Provide an exact reproduction of every entry.

--- DATASET ROWS ---

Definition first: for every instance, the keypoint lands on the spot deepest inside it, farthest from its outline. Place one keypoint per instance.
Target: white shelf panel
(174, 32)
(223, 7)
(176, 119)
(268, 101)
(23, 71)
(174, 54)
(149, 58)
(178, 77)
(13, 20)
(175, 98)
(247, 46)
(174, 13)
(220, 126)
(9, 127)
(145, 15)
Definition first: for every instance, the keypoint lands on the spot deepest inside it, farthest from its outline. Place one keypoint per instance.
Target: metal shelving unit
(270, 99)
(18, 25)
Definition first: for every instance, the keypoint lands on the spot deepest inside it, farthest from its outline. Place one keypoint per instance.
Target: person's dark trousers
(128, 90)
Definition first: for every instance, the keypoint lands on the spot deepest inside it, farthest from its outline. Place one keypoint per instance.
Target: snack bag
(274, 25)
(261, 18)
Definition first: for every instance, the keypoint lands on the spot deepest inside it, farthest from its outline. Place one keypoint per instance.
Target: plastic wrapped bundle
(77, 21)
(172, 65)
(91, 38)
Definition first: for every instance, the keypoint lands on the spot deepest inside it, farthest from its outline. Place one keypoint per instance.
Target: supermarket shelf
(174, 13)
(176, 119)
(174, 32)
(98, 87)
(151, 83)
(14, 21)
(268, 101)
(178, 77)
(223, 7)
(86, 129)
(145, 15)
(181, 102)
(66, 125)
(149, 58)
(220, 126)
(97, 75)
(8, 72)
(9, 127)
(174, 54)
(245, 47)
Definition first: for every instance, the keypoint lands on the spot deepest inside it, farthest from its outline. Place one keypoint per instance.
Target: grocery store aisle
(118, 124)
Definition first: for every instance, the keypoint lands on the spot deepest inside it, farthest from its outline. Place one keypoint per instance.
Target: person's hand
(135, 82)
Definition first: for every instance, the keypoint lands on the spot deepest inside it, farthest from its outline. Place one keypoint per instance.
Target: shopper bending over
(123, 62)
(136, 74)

---

*EXERCISE OUTPUT*:
Definition first: for every instance, the keypoint lands on the spot deepest inside it, farthest from its outline. Place one keypoint per instance.
Target: white shelf panel
(174, 32)
(223, 7)
(176, 119)
(268, 101)
(23, 71)
(174, 54)
(149, 58)
(178, 77)
(13, 20)
(175, 98)
(247, 46)
(174, 13)
(220, 126)
(9, 127)
(145, 15)
Definition first: for every instance, the keypoint lands on the spot deepest inside it, farthest from its outline. Place one keypoint per instance.
Target: metal shelving unit
(270, 99)
(18, 25)
Definition first: for every instance, the keypoint lands on the spot deepest inside it, farthest from its outline. Place one keypoint per instance.
Target: person's dark trousers
(128, 90)
Definition first: for every instance, the keypoint lands on the spot deepest inside it, farthest from its outline. Place one keypoint per instance.
Target: snack bag
(274, 25)
(261, 18)
Definition first: for every instance, the keypoint lands on the spot deepest inside it, farthest from its outline. Place one keypoint per instance.
Target: plastic wrapped bundle
(77, 21)
(172, 65)
(91, 38)
Definition first: for every instance, the keypoint lands on the spot deepest inside it, farthest from its outline. Place one keypoint per instance.
Target: supermarket shelf
(174, 13)
(176, 119)
(174, 32)
(98, 87)
(151, 83)
(14, 21)
(268, 101)
(178, 77)
(223, 7)
(86, 129)
(145, 15)
(181, 102)
(66, 125)
(149, 58)
(220, 126)
(97, 75)
(8, 72)
(9, 127)
(174, 54)
(245, 47)
Definition first: for every instance, the keypoint lands on the spot deepest inside it, farthest from its outline. Place one keypoint per instance.
Target: grocery store aisle
(118, 124)
Definition first: for every instance, the keypoint lands on the spot deepest inside it, farthest from its outline. Place one keypoint per instance.
Target: person's hand
(135, 82)
Definition first: for every instance, the keypoint lands on the spot deepest inside it, farthest from its outline. Place one keypoint per instance.
Target: shopper bending over
(123, 62)
(136, 74)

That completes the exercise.